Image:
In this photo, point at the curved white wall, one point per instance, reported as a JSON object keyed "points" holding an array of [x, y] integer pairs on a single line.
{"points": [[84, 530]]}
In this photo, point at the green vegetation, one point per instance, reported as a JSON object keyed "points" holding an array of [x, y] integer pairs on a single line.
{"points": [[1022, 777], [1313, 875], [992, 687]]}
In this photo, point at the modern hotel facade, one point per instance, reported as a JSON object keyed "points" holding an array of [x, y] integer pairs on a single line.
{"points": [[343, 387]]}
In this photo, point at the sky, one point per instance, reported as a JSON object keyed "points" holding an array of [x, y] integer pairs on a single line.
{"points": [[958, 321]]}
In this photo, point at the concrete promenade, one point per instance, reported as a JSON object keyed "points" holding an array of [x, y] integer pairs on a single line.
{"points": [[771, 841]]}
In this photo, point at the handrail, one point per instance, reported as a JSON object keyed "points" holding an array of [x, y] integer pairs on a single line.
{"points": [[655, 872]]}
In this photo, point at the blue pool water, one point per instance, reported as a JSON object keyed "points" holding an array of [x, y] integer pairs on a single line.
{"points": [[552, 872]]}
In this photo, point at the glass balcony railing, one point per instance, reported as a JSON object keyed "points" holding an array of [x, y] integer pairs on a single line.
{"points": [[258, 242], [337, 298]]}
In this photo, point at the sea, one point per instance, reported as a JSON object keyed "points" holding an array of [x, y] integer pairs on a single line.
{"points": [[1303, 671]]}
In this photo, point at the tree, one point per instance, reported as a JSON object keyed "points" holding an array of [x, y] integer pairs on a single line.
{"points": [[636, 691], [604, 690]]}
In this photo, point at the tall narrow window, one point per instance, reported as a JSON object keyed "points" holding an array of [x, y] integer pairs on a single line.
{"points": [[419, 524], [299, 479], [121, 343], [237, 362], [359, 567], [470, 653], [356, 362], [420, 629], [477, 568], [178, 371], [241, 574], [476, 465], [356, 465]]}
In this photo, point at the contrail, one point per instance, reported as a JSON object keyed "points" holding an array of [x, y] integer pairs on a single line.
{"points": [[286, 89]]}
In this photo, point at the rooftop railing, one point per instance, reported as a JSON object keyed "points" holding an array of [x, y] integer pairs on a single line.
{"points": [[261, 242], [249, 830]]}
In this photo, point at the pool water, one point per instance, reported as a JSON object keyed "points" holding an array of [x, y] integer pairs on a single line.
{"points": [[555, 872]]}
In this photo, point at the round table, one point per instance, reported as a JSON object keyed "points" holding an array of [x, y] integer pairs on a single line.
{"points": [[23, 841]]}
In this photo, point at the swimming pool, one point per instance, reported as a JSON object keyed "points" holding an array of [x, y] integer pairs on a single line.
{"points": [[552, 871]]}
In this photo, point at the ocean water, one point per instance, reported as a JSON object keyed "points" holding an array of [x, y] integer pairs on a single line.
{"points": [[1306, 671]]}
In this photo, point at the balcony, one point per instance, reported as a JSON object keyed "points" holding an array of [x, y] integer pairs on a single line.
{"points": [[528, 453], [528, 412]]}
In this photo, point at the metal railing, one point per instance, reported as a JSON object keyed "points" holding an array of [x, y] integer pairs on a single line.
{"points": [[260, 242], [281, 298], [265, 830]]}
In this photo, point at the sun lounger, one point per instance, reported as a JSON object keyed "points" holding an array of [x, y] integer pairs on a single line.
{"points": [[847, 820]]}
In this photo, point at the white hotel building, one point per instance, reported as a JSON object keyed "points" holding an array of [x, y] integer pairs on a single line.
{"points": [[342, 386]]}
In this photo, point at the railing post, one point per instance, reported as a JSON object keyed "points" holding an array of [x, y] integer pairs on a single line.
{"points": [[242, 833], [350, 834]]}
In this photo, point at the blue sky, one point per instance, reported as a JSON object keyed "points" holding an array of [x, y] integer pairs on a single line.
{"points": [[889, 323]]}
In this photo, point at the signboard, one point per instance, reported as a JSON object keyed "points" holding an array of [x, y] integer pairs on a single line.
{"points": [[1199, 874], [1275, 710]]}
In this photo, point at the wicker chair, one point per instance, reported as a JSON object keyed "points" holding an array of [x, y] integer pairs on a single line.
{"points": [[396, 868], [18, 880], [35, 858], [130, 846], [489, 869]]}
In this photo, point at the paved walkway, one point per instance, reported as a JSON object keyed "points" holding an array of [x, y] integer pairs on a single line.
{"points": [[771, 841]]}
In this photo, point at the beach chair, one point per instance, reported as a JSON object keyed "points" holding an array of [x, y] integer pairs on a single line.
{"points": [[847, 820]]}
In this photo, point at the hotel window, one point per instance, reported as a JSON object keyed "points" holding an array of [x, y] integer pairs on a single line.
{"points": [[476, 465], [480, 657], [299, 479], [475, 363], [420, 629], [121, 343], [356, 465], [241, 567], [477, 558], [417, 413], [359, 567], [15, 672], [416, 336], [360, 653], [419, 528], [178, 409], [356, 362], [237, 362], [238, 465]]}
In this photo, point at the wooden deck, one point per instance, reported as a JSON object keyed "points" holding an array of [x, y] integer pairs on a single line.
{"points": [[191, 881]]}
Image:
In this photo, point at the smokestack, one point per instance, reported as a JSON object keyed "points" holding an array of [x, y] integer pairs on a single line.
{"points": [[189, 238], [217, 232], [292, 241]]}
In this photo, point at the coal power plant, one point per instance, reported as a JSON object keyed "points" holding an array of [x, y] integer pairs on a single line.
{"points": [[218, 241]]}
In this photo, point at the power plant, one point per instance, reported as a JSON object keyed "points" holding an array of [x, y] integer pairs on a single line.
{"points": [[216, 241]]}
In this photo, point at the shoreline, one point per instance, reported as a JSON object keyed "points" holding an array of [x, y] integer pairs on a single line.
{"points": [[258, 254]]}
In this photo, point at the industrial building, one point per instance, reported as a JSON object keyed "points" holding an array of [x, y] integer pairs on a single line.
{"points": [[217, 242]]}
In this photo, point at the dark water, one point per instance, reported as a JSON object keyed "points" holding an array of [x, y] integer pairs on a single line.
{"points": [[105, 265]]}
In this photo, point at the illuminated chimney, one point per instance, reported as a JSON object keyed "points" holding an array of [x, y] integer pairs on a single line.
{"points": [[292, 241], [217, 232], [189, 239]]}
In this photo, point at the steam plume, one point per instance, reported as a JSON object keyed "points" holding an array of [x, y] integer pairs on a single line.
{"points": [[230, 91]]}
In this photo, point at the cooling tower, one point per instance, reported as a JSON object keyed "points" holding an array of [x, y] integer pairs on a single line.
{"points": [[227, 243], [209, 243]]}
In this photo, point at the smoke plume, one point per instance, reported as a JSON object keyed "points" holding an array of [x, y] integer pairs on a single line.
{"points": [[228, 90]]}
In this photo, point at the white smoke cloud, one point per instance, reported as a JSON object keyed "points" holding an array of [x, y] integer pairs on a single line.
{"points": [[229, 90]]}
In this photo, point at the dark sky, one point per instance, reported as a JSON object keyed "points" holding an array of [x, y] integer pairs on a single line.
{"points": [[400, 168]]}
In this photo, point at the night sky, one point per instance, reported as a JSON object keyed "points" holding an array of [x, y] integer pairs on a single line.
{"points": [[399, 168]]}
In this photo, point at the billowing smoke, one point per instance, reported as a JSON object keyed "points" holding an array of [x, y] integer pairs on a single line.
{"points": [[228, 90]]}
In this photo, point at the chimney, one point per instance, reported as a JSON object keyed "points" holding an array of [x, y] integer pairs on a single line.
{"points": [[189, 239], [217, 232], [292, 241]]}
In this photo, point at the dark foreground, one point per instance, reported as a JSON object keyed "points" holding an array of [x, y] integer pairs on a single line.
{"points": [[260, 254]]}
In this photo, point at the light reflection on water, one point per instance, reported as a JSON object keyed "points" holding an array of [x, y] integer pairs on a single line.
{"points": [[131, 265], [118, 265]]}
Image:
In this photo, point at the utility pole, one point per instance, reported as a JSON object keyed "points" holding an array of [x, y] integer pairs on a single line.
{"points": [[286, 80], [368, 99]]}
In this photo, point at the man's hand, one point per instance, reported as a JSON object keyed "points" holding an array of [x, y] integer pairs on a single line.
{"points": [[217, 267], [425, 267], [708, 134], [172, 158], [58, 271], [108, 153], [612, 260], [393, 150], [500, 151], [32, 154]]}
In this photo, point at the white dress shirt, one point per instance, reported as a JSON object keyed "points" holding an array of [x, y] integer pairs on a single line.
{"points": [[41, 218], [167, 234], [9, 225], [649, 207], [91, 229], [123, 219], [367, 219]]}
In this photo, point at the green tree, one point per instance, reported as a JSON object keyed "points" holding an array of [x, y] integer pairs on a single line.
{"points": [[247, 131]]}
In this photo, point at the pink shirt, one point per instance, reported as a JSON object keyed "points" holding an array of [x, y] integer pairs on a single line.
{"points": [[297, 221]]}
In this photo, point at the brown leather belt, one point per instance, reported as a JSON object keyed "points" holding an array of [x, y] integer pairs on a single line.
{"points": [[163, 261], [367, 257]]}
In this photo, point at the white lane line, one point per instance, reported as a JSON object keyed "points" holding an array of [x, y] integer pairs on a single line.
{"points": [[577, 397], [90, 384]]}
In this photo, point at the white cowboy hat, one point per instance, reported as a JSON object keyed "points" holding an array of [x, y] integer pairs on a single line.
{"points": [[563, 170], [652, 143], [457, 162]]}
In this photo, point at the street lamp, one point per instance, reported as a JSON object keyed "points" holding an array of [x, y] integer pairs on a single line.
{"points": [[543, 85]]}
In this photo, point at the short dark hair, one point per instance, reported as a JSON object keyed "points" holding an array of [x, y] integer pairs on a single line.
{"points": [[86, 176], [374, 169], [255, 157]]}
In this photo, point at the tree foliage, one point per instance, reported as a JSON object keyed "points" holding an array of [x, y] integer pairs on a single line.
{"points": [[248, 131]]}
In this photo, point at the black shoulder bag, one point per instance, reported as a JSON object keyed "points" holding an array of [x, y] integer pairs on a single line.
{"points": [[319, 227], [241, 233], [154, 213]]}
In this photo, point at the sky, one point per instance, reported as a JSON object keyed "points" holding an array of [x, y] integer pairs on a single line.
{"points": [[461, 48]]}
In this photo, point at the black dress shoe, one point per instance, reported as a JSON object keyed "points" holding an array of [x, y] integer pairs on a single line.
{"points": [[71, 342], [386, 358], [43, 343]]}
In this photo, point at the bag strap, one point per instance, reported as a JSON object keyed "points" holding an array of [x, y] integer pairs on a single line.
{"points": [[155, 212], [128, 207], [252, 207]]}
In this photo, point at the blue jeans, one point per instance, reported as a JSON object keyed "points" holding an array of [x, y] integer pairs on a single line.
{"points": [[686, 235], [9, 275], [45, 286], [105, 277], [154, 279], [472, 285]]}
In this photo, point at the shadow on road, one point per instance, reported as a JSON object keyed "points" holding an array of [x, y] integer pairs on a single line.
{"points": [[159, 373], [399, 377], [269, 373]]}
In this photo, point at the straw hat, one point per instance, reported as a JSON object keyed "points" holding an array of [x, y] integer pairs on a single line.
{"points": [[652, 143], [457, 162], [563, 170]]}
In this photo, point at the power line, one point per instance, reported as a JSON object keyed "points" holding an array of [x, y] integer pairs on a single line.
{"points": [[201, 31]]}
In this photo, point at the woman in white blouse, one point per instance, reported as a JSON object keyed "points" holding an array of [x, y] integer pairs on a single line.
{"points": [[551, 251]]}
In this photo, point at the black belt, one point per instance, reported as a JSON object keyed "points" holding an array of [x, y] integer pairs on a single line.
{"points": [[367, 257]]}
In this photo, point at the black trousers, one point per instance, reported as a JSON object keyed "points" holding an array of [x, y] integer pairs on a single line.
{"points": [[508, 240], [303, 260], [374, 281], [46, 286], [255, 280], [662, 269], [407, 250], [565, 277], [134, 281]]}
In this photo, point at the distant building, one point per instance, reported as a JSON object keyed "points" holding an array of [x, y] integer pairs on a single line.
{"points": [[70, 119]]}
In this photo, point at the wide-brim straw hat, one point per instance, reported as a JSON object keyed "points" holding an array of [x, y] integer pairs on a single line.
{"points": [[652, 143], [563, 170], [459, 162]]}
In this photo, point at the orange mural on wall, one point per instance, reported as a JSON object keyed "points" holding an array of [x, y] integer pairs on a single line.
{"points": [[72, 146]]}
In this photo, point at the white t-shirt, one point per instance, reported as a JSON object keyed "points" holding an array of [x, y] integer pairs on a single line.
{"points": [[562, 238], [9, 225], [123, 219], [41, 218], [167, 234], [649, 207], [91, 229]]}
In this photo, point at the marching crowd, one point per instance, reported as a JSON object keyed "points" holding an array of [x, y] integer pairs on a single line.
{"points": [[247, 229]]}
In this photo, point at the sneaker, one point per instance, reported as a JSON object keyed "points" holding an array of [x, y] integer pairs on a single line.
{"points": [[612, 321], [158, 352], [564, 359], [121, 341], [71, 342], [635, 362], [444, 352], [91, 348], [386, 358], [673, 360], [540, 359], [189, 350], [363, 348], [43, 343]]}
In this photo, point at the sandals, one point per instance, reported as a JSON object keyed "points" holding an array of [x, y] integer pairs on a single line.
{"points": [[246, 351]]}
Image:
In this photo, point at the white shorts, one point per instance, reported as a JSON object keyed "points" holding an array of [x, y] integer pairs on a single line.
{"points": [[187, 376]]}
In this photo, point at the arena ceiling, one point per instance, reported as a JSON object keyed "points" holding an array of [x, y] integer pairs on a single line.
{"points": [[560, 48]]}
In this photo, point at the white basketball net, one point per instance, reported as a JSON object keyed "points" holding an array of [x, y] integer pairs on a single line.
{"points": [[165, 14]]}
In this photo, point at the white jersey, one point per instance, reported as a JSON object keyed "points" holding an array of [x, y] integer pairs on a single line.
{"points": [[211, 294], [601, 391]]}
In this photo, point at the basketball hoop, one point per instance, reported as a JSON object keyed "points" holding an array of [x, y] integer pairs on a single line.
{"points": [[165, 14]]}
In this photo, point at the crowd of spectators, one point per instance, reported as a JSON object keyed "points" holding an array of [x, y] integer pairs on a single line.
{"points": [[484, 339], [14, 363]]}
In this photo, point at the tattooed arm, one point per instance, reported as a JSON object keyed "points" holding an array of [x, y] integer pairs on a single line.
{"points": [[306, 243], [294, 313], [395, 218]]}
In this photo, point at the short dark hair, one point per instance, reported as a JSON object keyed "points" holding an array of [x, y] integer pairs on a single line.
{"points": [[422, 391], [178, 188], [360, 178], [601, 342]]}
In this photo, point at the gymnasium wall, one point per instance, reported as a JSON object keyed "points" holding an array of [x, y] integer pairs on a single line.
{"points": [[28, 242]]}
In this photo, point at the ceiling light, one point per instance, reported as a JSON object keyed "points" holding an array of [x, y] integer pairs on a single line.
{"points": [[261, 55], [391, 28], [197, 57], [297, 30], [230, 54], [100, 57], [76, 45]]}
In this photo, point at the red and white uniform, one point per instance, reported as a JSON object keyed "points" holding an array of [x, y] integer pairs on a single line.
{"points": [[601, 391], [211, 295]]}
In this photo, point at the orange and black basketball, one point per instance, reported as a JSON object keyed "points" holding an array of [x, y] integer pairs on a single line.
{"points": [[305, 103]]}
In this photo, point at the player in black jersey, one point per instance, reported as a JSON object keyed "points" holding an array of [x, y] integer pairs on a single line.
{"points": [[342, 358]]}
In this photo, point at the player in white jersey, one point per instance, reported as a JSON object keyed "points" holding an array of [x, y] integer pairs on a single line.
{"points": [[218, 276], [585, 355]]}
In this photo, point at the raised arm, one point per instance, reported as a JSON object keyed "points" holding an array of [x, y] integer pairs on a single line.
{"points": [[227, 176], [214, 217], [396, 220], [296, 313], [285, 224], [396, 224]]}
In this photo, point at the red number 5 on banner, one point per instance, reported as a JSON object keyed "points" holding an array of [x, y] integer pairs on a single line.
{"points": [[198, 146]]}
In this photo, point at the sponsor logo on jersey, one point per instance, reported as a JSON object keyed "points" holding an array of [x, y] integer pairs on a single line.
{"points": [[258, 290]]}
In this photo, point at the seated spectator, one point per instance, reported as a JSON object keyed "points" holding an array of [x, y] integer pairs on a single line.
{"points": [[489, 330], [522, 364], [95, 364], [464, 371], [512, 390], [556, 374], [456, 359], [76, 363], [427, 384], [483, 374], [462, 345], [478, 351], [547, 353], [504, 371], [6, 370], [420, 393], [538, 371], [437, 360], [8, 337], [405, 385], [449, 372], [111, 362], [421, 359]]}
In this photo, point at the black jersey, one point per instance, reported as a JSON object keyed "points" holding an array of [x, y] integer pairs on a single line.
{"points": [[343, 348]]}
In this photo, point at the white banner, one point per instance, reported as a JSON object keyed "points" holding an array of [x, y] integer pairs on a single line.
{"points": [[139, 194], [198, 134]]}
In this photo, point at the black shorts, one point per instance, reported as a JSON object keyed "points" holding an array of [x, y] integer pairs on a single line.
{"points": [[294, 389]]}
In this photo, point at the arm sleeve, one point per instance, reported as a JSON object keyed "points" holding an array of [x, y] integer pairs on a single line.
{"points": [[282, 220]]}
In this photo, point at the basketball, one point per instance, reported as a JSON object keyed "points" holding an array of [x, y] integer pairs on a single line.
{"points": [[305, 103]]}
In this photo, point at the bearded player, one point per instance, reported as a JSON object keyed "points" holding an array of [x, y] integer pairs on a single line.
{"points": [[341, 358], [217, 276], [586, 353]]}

----

WHAT IS EXPECTED. Repeat the lines above, from the one containing "In this photo, point at the red number" to the final line, word for word and with nothing else.

WRITTEN SOLUTION.
In this photo, point at the red number 5 on banner, one point per instance, reported as a JSON object keyed "points" holding an array of [x, y] integer pairs on a single line.
{"points": [[198, 146]]}
In this photo, point at the sponsor logo on jersey, one point per instance, reported as a JSON object keyed "points" holding an array of [x, y] integer pairs on a single line.
{"points": [[258, 290]]}
In this photo, point at the seated spectator, one point per instance, reported as a JSON object keyed "points" holding an array of [x, y] integer pairs on a single line.
{"points": [[489, 330], [522, 364], [95, 364], [464, 371], [512, 390], [556, 374], [456, 359], [76, 363], [427, 384], [483, 374], [462, 345], [478, 351], [547, 353], [504, 371], [6, 370], [420, 393], [538, 371], [437, 360], [8, 337], [405, 385], [449, 372], [111, 362], [421, 359]]}
In this photo, point at the black jersey, one point per instance, reported as a JSON object keyed "points" holding an array of [x, y] integer pairs on a single line.
{"points": [[343, 348]]}
In this photo, point at the white banner, one point per instance, reported as a JSON object keyed "points" holding an array of [x, y] integer pairs on a single line.
{"points": [[139, 194], [198, 134]]}
In this photo, point at the black shorts, one point per instance, reported as a JSON object keyed "points" holding an array of [x, y] integer pairs on a single line.
{"points": [[294, 389]]}
In this photo, point at the arm sleeve, one point per instance, reported as a JSON object keyed "points" holding an array of [x, y] integer pairs on a single line.
{"points": [[282, 220]]}
In this photo, point at the basketball, one point per instance, reported as a JSON object keyed "points" holding an array of [x, y] integer pairs on a single line.
{"points": [[305, 103]]}
In this photo, point at the bearded player, one point per instance, reported as a JSON object keyed "points" holding an array of [x, y] integer pairs on a single line.
{"points": [[341, 358], [217, 276], [586, 353]]}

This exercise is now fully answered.